(Items drawn from a data source)
═══

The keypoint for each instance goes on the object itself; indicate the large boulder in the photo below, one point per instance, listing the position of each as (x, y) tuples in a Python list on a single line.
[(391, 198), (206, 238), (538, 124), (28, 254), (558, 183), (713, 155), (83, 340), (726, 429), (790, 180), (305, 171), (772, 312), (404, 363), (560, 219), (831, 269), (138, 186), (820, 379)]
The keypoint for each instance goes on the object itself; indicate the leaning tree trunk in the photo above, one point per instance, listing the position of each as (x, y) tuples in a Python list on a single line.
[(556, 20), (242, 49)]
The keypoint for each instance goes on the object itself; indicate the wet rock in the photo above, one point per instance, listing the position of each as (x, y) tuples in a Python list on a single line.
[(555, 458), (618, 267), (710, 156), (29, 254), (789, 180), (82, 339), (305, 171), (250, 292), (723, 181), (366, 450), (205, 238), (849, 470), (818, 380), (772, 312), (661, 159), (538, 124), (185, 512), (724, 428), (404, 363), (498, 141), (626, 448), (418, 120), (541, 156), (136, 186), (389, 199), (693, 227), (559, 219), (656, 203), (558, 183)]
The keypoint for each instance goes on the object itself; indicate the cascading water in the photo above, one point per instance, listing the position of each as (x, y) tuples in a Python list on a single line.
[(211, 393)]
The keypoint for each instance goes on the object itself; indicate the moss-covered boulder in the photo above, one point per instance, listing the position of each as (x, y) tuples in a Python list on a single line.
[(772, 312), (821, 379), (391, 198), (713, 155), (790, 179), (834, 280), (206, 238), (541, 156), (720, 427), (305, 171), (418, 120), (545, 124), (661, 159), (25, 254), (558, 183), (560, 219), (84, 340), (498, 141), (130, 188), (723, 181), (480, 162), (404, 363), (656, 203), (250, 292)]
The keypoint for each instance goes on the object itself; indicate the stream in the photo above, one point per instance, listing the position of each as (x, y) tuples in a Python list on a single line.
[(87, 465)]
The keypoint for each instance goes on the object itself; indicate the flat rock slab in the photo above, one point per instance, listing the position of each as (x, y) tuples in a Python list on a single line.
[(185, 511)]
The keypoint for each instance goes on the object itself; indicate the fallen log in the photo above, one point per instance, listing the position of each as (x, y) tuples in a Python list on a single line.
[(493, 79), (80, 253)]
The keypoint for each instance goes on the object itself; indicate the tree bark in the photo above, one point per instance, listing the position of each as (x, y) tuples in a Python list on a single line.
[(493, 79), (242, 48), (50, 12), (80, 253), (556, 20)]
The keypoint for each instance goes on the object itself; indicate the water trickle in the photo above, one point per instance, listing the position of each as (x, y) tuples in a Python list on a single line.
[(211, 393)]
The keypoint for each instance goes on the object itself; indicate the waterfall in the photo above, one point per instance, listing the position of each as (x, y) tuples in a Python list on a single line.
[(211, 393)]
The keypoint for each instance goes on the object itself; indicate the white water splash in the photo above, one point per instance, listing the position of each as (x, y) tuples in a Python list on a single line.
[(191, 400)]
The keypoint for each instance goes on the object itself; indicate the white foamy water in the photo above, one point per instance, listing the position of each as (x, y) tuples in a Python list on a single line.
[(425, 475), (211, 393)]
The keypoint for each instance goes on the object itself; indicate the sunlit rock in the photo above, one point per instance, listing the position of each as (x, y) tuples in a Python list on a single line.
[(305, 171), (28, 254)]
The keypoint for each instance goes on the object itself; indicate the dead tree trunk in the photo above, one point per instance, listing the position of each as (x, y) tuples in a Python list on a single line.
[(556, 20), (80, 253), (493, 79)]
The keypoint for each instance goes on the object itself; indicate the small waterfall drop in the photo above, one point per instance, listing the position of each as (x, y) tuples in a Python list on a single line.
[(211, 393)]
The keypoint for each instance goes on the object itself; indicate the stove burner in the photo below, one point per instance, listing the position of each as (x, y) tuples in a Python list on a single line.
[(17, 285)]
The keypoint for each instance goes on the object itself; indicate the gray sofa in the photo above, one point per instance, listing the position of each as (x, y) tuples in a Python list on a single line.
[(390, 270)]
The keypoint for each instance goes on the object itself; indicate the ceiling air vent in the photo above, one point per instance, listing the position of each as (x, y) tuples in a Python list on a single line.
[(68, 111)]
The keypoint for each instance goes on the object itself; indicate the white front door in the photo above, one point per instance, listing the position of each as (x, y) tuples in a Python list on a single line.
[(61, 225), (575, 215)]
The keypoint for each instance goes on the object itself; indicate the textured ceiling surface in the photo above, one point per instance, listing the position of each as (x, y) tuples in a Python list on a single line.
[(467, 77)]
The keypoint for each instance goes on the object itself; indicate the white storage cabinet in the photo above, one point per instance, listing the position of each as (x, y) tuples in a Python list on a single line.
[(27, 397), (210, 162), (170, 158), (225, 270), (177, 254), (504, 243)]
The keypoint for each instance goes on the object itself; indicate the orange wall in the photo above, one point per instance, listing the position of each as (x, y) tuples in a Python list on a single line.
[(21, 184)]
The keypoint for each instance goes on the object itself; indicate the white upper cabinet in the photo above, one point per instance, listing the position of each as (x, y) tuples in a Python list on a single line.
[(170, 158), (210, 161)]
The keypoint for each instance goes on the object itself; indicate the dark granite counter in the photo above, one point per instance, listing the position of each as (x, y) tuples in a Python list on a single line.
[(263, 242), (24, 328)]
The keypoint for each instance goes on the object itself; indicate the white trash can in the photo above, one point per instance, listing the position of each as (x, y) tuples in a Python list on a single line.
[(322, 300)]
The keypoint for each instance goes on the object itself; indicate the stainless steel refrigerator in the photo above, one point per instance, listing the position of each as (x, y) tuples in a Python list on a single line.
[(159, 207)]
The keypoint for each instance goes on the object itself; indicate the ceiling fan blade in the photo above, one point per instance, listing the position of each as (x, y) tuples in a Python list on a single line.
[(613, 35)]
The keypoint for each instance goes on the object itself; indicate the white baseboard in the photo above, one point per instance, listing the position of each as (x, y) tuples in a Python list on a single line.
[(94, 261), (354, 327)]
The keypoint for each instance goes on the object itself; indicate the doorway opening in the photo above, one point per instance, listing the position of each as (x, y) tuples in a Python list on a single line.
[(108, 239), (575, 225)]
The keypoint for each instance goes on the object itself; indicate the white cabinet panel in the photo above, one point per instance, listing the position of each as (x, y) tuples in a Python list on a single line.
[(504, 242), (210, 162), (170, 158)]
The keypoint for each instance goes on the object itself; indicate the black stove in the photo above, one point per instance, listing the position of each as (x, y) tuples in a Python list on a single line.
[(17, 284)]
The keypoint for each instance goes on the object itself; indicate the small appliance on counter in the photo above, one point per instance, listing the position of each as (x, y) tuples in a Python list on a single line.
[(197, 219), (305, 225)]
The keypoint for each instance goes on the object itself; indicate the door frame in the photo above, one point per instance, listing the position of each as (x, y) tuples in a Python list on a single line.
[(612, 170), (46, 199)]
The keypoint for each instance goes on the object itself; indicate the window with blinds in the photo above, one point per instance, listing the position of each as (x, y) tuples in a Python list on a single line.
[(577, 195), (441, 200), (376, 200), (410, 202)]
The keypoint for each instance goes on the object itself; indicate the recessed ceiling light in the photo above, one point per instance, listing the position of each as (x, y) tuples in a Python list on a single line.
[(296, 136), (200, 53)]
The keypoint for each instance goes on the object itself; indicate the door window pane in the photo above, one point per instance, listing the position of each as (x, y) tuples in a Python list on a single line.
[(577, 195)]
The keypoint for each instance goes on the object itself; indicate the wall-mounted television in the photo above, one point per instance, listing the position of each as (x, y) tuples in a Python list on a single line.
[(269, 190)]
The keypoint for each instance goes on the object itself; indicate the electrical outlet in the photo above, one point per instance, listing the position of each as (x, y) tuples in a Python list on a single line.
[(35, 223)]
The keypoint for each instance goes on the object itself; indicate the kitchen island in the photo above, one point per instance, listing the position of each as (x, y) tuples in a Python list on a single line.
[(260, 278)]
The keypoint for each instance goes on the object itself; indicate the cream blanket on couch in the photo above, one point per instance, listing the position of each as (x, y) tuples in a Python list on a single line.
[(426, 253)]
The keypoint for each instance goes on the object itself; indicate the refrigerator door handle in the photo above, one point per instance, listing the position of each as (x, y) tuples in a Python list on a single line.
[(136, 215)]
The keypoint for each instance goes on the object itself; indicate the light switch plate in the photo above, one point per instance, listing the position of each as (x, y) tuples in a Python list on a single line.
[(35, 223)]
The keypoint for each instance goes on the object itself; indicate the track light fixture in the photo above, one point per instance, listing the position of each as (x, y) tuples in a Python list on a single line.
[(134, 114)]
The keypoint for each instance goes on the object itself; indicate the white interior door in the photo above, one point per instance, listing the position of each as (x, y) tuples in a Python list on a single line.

═══

* **TASK DESCRIPTION**: Reproduce the records from the line containing "the ceiling air" through the line containing "[(61, 225), (575, 215)]", requests included, and offset every coordinate in the answers by adding 129.

* **ANSWER IN FULL**:
The keypoint for each instance goes on the object itself; indicate the ceiling air vent in the photo above, one point per instance, listing the position of each as (x, y) tuples in a Python list on a single line.
[(197, 240)]
The keypoint for each instance goes on the object itself; indicate the white front door in the photo above, one point per instance, listing the position of each as (x, y) tuples in a Python list on a single line.
[(190, 354), (704, 344)]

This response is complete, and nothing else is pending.